ENISA and CERT-EU warn of Chinese threat actors targeting businesses and government organizations in the European Union.

The European Union Agency for Cybersecurity (ENISA) and CERT-EU are warning of multiple Chinese advanced persistent threat (APT) actors targeting businesses and government organizations in the EU.

The observed malicious activity, the agencies say in a joint advisory (PDF), can be attributed to several known Chinese hacking groups, including APT27, APT30, APT31, Ke3chang, Gallium, and Mustang Panda.

“These threat actors present important and ongoing threats to the European Union. Recent operations pursued by these actors focused mainly on information theft, primarily via establishing persistent footholds within the network infrastructure of organizations of strategic relevance,” the advisory reads.

The ongoing activity, the agencies say, should prompt organizations in the EU to improve their security posture and enhance their ability to detect cyberattacks, as well as their resilience to such attacks.

Cyberattack detection, the agencies say, involves log collection and review, monitoring of device activity and the use of curated threat intelligence and intrusion detection signatures, along with regular threat hunting.

#### [Stated exercise]
Reproduce the passage about Chinese threat actors, starting with "The European Union Agency" and going on through "and Mustang Panda.". Base every response solely on the passage about Chinese threat actors.

#### [Data shown]
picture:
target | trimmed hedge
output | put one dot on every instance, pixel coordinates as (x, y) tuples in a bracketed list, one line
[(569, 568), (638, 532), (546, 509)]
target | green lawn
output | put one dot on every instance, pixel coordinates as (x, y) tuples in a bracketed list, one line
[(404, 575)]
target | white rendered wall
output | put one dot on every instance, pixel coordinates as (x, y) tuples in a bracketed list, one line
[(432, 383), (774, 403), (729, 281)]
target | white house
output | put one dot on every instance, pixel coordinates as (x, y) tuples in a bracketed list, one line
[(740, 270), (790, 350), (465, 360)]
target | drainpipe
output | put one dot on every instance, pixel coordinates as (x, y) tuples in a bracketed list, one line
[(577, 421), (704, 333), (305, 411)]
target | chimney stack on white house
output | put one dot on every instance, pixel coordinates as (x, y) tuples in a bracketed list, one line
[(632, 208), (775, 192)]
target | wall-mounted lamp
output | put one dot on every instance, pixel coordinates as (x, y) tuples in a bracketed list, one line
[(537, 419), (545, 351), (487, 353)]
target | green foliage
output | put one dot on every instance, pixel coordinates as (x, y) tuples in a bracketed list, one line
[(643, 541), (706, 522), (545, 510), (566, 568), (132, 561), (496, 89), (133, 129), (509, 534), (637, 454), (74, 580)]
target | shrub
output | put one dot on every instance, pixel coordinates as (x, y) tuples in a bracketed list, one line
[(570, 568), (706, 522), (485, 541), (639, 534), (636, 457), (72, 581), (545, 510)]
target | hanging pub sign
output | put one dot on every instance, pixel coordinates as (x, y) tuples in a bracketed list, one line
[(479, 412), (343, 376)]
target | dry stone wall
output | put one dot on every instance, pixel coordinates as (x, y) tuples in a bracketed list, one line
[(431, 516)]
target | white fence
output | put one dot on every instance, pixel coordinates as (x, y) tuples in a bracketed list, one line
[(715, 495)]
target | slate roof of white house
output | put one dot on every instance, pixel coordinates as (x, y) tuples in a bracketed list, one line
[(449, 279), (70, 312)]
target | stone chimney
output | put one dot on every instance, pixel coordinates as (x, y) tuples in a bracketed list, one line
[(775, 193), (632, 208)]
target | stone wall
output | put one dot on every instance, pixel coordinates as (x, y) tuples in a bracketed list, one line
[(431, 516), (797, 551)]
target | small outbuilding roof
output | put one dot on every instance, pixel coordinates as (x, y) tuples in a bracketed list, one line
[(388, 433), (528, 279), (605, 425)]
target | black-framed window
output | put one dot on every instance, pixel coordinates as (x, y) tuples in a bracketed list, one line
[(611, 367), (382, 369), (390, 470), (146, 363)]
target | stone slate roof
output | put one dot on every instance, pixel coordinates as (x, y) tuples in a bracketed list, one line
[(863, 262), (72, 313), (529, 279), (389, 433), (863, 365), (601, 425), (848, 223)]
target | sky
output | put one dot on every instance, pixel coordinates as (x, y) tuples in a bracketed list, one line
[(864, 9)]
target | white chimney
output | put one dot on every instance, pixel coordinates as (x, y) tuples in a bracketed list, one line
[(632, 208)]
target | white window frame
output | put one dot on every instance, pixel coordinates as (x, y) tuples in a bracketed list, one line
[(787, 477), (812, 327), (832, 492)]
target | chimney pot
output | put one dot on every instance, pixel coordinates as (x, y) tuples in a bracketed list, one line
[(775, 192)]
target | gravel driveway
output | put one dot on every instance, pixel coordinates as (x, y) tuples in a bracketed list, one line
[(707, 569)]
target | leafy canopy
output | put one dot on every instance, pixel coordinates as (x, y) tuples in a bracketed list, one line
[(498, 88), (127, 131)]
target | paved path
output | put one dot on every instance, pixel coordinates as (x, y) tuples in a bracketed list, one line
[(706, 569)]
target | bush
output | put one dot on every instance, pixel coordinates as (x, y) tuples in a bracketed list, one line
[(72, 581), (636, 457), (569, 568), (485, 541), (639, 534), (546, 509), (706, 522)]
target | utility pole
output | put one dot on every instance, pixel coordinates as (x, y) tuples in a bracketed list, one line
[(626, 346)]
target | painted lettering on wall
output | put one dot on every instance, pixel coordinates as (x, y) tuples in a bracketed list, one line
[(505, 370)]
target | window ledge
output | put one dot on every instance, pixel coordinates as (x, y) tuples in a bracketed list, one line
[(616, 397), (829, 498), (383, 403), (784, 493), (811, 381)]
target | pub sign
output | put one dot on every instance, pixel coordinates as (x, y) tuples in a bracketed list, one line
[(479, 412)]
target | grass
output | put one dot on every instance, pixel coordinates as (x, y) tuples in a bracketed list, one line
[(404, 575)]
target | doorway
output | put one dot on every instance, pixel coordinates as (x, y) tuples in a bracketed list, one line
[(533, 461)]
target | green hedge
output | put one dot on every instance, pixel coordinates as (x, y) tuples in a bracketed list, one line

#### [Answer below]
The European Union Agency for Cybersecurity (ENISA) and CERT-EU are warning of multiple Chinese advanced persistent threat (APT) actors targeting businesses and government organizations in the EU.

The observed malicious activity, the agencies say in a joint advisory (PDF), can be attributed to several known Chinese hacking groups, including APT27, APT30, APT31, Ke3chang, Gallium, and Mustang Panda.